### [Records for this exercise]
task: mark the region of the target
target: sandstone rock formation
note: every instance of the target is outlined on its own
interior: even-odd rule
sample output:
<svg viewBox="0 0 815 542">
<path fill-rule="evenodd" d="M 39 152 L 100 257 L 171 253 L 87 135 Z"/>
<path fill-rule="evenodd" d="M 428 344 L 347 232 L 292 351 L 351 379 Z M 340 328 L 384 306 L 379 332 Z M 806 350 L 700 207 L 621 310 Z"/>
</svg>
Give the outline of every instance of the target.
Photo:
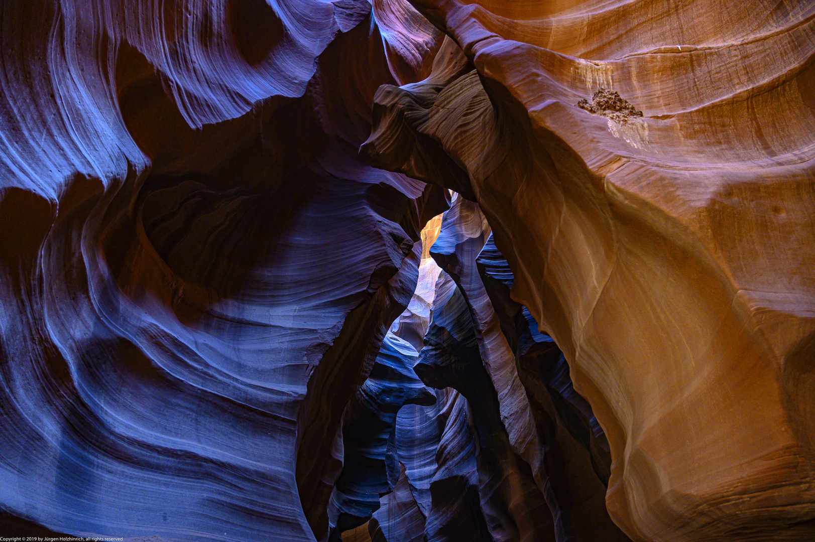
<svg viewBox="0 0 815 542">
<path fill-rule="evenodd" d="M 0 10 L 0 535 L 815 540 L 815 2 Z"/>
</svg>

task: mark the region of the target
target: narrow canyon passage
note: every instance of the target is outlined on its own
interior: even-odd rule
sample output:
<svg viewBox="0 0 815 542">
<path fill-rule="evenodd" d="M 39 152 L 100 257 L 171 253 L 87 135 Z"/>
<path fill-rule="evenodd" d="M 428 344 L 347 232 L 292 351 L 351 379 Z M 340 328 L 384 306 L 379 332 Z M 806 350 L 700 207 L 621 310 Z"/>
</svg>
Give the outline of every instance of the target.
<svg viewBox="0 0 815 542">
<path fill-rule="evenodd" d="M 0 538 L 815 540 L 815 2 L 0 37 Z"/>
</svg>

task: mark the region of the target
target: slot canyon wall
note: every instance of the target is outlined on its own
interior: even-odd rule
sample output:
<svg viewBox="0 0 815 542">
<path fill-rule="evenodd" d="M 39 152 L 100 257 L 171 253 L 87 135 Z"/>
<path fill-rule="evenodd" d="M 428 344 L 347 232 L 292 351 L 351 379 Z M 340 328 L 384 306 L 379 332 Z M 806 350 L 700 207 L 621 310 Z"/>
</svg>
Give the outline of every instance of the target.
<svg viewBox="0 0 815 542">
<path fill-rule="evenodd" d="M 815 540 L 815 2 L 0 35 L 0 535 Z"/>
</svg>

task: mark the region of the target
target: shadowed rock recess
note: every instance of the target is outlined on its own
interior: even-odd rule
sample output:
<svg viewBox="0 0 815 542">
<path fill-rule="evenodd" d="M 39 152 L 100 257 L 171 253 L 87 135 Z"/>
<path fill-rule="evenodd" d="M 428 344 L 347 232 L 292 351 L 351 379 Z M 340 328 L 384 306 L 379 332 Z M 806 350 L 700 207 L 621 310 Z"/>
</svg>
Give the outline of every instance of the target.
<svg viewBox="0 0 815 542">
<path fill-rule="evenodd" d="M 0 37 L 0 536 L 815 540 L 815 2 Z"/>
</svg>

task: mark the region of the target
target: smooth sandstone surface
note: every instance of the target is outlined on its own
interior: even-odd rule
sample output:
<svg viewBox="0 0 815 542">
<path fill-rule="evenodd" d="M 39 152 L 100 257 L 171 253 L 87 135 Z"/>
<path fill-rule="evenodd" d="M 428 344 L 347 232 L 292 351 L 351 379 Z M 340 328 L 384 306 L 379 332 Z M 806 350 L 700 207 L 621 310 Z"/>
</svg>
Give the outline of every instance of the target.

### [Exercise instructions]
Please transcribe the material above exactly as written. Leave the pictures out.

### [Answer to the task]
task: mark the region of the target
target: sandstone rock formation
note: every instance of the target is outlined on its own
interior: even-odd rule
sample output:
<svg viewBox="0 0 815 542">
<path fill-rule="evenodd" d="M 39 152 L 100 257 L 171 253 L 87 135 Z"/>
<path fill-rule="evenodd" d="M 428 344 L 347 232 L 292 351 L 351 379 Z M 340 328 L 384 306 L 379 332 Z M 806 350 L 700 207 L 621 310 Z"/>
</svg>
Give the outline of every instance of the target.
Photo:
<svg viewBox="0 0 815 542">
<path fill-rule="evenodd" d="M 0 10 L 0 535 L 815 540 L 815 2 Z"/>
</svg>

task: mark the region of the target
target: narrow canyon passage
note: every instance of the target is outlined on its own
interior: even-odd rule
sample output:
<svg viewBox="0 0 815 542">
<path fill-rule="evenodd" d="M 39 152 L 100 257 L 171 253 L 87 135 Z"/>
<path fill-rule="evenodd" d="M 428 344 L 347 232 L 292 351 L 351 379 Z M 340 328 L 384 306 L 379 332 Z M 806 350 L 700 207 L 621 310 Z"/>
</svg>
Give the outline of every instance of the target.
<svg viewBox="0 0 815 542">
<path fill-rule="evenodd" d="M 0 538 L 815 540 L 815 2 L 0 37 Z"/>
</svg>

task: mark the region of the target
target: slot canyon wall
note: every instance of the target is outlined on its own
interior: even-odd rule
sample output:
<svg viewBox="0 0 815 542">
<path fill-rule="evenodd" d="M 39 152 L 100 257 L 171 253 L 87 135 Z"/>
<path fill-rule="evenodd" d="M 428 344 L 347 232 L 292 351 L 351 379 Z M 340 328 L 384 306 L 379 332 Z M 806 350 L 700 207 L 621 310 Z"/>
</svg>
Give the outline of every instance of the target.
<svg viewBox="0 0 815 542">
<path fill-rule="evenodd" d="M 815 540 L 815 2 L 0 35 L 0 535 Z"/>
</svg>

task: mark the region of the target
target: shadowed rock recess
note: every instance of the target is outlined on its own
interior: even-odd rule
sample output:
<svg viewBox="0 0 815 542">
<path fill-rule="evenodd" d="M 39 152 L 100 257 L 171 253 L 87 135 Z"/>
<path fill-rule="evenodd" d="M 428 344 L 347 232 L 292 351 L 351 379 Z M 340 328 L 384 306 L 379 332 Z M 806 350 L 700 207 L 621 310 Z"/>
</svg>
Give the outline of every instance of the target.
<svg viewBox="0 0 815 542">
<path fill-rule="evenodd" d="M 0 37 L 0 536 L 815 540 L 815 2 Z"/>
</svg>

task: mark the region of the target
target: smooth sandstone surface
note: every instance of the target is outlined on its own
interior: even-odd rule
sample output:
<svg viewBox="0 0 815 542">
<path fill-rule="evenodd" d="M 39 152 L 100 257 L 171 253 L 87 135 Z"/>
<path fill-rule="evenodd" d="M 428 344 L 347 232 L 292 351 L 351 379 Z M 340 328 L 384 306 L 379 332 Z M 806 350 L 700 207 L 621 310 Z"/>
</svg>
Give the outline of every instance of the target.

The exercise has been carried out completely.